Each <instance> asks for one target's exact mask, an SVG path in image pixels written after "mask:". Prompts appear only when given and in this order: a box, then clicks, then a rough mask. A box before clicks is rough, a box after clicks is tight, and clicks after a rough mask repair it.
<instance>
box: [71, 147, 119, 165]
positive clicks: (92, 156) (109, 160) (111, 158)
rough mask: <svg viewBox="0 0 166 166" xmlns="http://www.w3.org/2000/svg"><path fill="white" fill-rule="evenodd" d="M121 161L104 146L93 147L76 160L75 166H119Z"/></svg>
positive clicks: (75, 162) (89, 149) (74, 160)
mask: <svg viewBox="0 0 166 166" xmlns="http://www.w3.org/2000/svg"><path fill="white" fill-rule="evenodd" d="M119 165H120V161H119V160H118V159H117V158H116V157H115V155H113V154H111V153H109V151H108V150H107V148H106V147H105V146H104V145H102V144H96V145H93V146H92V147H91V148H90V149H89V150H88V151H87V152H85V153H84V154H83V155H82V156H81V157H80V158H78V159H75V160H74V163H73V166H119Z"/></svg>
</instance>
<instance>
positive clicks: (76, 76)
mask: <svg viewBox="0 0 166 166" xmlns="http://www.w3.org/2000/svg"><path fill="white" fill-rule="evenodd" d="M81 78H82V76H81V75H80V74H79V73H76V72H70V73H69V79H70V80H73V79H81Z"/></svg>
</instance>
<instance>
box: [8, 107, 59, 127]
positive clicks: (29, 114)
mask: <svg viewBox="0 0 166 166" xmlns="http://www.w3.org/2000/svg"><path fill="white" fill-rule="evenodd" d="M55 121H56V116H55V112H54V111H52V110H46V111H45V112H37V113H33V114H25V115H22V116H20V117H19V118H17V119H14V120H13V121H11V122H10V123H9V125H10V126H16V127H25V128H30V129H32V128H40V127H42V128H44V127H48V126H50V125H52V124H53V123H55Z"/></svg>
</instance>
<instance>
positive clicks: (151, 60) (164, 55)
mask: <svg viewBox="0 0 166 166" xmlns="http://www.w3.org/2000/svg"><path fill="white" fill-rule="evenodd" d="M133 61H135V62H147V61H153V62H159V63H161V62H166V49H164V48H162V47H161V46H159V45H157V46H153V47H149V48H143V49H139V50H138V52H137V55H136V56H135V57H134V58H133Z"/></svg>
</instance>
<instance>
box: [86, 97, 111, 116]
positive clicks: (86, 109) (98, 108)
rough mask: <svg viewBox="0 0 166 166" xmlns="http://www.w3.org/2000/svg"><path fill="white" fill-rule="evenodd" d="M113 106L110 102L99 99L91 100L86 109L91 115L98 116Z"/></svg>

------------------------

- _Brief_:
Give back every entry exactly.

- _Solution for this task_:
Each <instance> asks for one target's exact mask, an SVG path in image pixels written after "mask:". Prompts appear only when given and in this order: a box, then clicks, then a rough mask. A box before clicks is rough, a box after clicks is tight, and clicks after a rough mask repair it.
<instance>
box: [71, 147, 119, 165]
positive clicks: (92, 156) (109, 160) (111, 158)
rough mask: <svg viewBox="0 0 166 166" xmlns="http://www.w3.org/2000/svg"><path fill="white" fill-rule="evenodd" d="M121 161L104 146L93 147L76 160L75 166H119Z"/></svg>
positive clicks: (75, 162) (89, 149) (74, 160)
mask: <svg viewBox="0 0 166 166" xmlns="http://www.w3.org/2000/svg"><path fill="white" fill-rule="evenodd" d="M119 165H120V161H119V160H118V159H117V158H116V157H115V155H113V154H111V153H109V151H108V150H107V148H106V147H105V146H104V145H102V144H96V145H93V146H92V147H91V148H90V149H89V150H88V151H87V152H85V153H84V154H83V155H82V156H81V157H80V158H78V159H75V160H74V163H73V166H119Z"/></svg>
</instance>
<instance>
positive clicks: (76, 76)
mask: <svg viewBox="0 0 166 166" xmlns="http://www.w3.org/2000/svg"><path fill="white" fill-rule="evenodd" d="M81 78H82V76H81V75H80V74H79V73H76V72H70V73H69V79H70V80H73V79H81Z"/></svg>
</instance>
<instance>
box: [8, 107, 59, 127]
positive clicks: (29, 114)
mask: <svg viewBox="0 0 166 166" xmlns="http://www.w3.org/2000/svg"><path fill="white" fill-rule="evenodd" d="M55 121H56V116H55V112H54V111H52V110H46V111H45V112H37V113H33V114H25V115H22V116H20V117H19V118H17V119H14V120H13V121H11V122H10V123H9V125H10V126H16V127H25V128H30V129H32V128H40V127H42V128H44V127H48V126H50V125H52V124H53V123H55Z"/></svg>
</instance>
<instance>
positive clicks: (151, 60) (164, 55)
mask: <svg viewBox="0 0 166 166" xmlns="http://www.w3.org/2000/svg"><path fill="white" fill-rule="evenodd" d="M133 61H135V62H147V61H153V62H159V63H161V62H166V49H164V48H162V47H161V46H159V45H157V46H153V47H149V48H143V49H139V50H138V52H137V55H136V56H135V57H134V58H133Z"/></svg>
</instance>
<instance>
box: [86, 97, 111, 116]
positive clicks: (86, 109) (98, 108)
rough mask: <svg viewBox="0 0 166 166" xmlns="http://www.w3.org/2000/svg"><path fill="white" fill-rule="evenodd" d="M113 106L110 102L99 99L91 100L86 109L91 115L98 116Z"/></svg>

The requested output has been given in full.